_Requirement_:
Return each line of the records below that contains the word "tree", copied unchanged.

_Records to use_:
·····

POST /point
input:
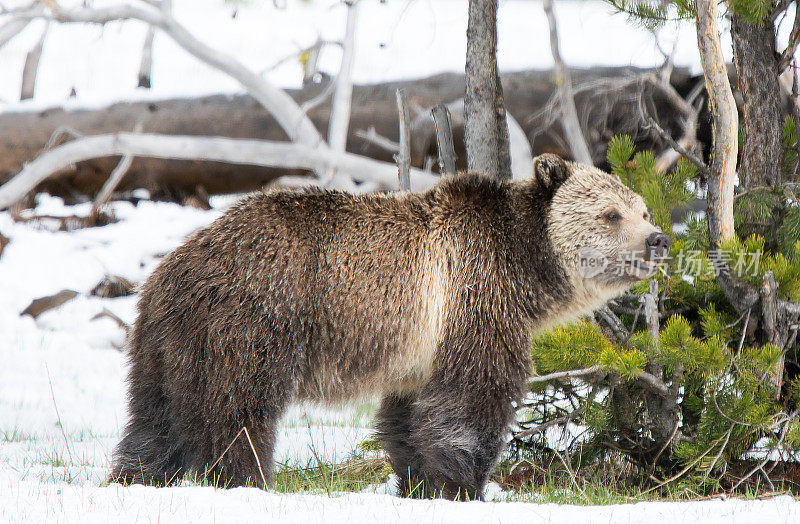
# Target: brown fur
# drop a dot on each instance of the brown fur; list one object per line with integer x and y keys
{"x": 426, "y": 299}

·····

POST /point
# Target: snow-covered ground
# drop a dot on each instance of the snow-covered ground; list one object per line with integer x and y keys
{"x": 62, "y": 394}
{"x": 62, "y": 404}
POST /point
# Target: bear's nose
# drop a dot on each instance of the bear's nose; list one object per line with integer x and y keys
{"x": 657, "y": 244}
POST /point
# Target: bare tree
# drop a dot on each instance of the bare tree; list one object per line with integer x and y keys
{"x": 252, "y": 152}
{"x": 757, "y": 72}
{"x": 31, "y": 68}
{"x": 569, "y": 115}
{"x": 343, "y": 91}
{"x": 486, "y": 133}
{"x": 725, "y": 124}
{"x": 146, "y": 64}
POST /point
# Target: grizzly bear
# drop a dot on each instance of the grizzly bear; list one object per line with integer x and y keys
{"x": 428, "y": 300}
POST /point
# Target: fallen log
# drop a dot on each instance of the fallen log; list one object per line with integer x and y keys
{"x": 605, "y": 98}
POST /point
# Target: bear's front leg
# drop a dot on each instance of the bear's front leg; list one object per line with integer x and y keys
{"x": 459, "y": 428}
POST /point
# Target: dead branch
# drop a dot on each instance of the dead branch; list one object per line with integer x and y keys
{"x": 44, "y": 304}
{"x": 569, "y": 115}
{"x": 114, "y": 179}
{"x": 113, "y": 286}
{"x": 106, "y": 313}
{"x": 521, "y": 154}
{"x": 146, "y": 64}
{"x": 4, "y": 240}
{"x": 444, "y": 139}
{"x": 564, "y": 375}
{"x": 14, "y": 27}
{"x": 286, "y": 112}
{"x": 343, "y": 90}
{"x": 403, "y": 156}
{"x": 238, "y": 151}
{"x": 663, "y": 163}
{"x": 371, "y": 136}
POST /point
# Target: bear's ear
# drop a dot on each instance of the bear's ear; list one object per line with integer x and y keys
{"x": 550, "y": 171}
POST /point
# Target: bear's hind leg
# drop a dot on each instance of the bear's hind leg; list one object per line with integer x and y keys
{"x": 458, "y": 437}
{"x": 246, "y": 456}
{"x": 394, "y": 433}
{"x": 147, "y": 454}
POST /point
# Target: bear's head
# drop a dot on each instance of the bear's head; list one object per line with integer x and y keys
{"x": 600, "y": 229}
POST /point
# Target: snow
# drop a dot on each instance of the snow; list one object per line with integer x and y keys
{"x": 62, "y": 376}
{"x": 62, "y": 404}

·····

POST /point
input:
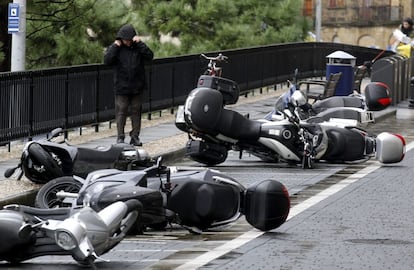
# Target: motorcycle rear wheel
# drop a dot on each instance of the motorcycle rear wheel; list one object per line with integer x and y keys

·····

_Final result_:
# Target: bare tree
# drop a dot on each instance of the bare tree; list one object per line with integer x and y keys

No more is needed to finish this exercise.